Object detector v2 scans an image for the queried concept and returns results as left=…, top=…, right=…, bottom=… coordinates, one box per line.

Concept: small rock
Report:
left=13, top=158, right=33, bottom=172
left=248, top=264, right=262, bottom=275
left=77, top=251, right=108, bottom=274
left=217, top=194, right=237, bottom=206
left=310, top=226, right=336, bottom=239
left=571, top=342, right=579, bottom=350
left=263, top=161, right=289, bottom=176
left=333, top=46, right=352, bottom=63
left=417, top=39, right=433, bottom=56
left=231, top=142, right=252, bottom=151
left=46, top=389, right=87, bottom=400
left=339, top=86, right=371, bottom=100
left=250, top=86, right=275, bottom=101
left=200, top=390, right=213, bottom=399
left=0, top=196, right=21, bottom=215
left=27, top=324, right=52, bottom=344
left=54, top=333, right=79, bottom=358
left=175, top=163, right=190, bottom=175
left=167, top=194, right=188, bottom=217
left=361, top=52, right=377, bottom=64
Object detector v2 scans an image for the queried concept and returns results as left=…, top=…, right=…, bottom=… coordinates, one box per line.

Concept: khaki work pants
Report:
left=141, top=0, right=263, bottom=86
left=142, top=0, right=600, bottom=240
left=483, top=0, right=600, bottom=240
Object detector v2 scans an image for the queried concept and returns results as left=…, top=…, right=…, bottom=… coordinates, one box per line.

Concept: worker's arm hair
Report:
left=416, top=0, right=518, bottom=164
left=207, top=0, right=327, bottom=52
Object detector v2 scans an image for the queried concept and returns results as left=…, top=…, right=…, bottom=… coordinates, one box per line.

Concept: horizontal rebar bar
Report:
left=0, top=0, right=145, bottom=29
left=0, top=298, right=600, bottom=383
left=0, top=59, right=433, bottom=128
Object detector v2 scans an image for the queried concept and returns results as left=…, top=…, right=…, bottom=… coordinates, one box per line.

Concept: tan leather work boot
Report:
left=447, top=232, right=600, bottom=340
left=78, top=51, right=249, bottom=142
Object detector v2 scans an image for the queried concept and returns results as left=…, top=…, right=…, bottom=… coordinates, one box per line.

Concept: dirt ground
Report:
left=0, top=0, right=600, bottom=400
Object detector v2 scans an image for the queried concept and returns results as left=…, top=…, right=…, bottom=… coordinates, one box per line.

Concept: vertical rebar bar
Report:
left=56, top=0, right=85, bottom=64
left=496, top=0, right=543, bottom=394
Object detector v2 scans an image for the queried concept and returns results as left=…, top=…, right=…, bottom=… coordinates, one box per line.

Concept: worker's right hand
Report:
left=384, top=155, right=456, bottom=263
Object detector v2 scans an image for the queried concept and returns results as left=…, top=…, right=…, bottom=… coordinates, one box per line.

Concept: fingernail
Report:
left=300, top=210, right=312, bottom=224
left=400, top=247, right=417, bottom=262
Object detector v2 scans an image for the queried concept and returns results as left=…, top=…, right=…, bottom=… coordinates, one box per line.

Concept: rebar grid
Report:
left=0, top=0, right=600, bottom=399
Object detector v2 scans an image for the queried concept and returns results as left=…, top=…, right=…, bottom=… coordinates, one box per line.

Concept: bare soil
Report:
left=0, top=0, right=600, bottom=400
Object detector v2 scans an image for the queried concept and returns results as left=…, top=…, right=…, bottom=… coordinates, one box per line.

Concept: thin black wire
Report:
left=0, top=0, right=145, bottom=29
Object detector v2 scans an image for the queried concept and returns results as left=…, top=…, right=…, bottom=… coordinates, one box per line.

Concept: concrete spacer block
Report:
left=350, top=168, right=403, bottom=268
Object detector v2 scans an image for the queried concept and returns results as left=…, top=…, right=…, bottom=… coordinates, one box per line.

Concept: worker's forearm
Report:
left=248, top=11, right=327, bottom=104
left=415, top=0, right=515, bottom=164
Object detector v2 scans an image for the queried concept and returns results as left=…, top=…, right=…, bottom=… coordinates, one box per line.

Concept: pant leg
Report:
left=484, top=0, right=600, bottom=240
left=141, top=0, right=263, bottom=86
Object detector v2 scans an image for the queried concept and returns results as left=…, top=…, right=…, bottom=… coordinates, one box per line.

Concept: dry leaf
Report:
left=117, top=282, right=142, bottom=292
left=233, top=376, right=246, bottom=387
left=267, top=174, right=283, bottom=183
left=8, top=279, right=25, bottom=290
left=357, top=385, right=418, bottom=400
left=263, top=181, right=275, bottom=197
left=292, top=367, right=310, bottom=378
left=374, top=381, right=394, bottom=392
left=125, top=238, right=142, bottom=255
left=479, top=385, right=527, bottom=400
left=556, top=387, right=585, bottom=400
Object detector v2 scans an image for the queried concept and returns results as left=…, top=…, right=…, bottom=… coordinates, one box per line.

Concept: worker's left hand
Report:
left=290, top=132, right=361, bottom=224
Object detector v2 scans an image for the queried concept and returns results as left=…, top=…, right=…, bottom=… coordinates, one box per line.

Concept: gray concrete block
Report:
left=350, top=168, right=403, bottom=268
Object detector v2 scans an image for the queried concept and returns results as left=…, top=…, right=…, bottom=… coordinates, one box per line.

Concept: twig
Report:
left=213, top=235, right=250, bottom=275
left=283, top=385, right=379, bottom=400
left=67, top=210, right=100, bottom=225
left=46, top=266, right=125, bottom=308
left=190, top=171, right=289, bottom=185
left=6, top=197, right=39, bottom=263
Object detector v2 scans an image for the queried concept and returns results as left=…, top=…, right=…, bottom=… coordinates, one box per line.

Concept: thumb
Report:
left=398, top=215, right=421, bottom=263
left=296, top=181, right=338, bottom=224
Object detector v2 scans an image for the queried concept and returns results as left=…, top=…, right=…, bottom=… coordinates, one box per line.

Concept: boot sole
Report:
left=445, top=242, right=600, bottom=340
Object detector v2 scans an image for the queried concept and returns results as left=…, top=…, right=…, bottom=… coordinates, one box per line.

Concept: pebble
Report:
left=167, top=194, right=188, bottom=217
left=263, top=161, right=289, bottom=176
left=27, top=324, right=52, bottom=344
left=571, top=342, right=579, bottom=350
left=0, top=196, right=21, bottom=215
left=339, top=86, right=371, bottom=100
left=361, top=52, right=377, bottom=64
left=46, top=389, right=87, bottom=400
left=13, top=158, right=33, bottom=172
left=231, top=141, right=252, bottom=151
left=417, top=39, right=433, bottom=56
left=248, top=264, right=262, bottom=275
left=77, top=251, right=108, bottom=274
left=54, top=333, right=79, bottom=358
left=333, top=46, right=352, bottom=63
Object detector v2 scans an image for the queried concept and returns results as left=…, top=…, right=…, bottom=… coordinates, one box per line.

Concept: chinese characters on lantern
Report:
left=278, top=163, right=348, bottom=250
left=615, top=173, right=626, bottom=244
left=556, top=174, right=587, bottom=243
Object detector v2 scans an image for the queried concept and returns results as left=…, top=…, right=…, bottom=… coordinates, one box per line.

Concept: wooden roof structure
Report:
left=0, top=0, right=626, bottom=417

▶ _What to work on_:
Copy every line of the stretch from the start of the data through the line containing "left=0, top=59, right=433, bottom=128", offsetting each box coordinate in the answers by +116 and leaving all other text unchanged.

▶ _Correct output_:
Object detector v2 scans an image for the queried concept and returns results as left=…, top=…, right=…, bottom=… coordinates, one box per line.

Concept: small rock
Report:
left=129, top=274, right=149, bottom=288
left=364, top=380, right=378, bottom=391
left=193, top=367, right=224, bottom=390
left=333, top=310, right=353, bottom=322
left=426, top=342, right=452, bottom=355
left=687, top=458, right=695, bottom=466
left=379, top=277, right=405, bottom=292
left=449, top=162, right=468, bottom=179
left=533, top=155, right=549, bottom=172
left=347, top=258, right=368, bottom=267
left=162, top=505, right=203, bottom=516
left=455, top=202, right=487, bottom=216
left=366, top=202, right=391, bottom=217
left=316, top=506, right=329, bottom=515
left=116, top=312, right=137, bottom=331
left=143, top=440, right=168, bottom=460
left=170, top=449, right=195, bottom=474
left=291, top=279, right=306, bottom=291
left=283, top=310, right=304, bottom=333
left=477, top=168, right=493, bottom=180
Object detector v2 scans an image for the queried concept and returns results as left=…, top=…, right=…, bottom=… coordinates, one box per line.

Concept: khaki work pants
Report:
left=257, top=116, right=379, bottom=202
left=258, top=116, right=716, bottom=356
left=599, top=116, right=716, bottom=356
Object detector v2 scans an image for the queried concept and returns results as left=…, top=…, right=…, bottom=… coordinates, one box per line.

Concept: worker's arm hair
Report:
left=532, top=116, right=634, bottom=280
left=323, top=116, right=443, bottom=168
Object detector v2 scans an image for the queried concept and returns results as left=…, top=…, right=…, bottom=… coordinates, one box per line.

Concept: horizontal rebar bar
Report:
left=116, top=116, right=261, bottom=145
left=116, top=414, right=716, bottom=499
left=116, top=175, right=549, bottom=244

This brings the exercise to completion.